WHAT THE EXERCISE ASKS — Copy the lines below word for word, leaving out the pictures.

DATA EXCERPTS —
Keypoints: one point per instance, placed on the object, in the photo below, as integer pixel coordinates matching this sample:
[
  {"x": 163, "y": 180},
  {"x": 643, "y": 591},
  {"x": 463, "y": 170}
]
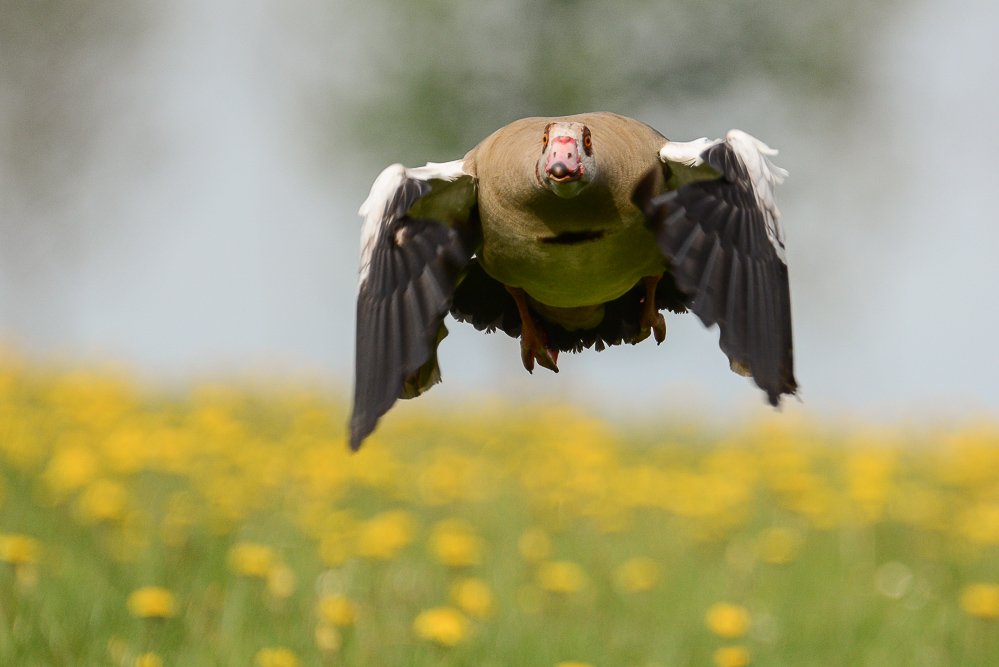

CORRECT ANSWER —
Keypoints: one point per instance, placed on the object, in the photo below, as integer pixel coordinates matching this sample:
[
  {"x": 163, "y": 180},
  {"x": 643, "y": 591},
  {"x": 463, "y": 170}
]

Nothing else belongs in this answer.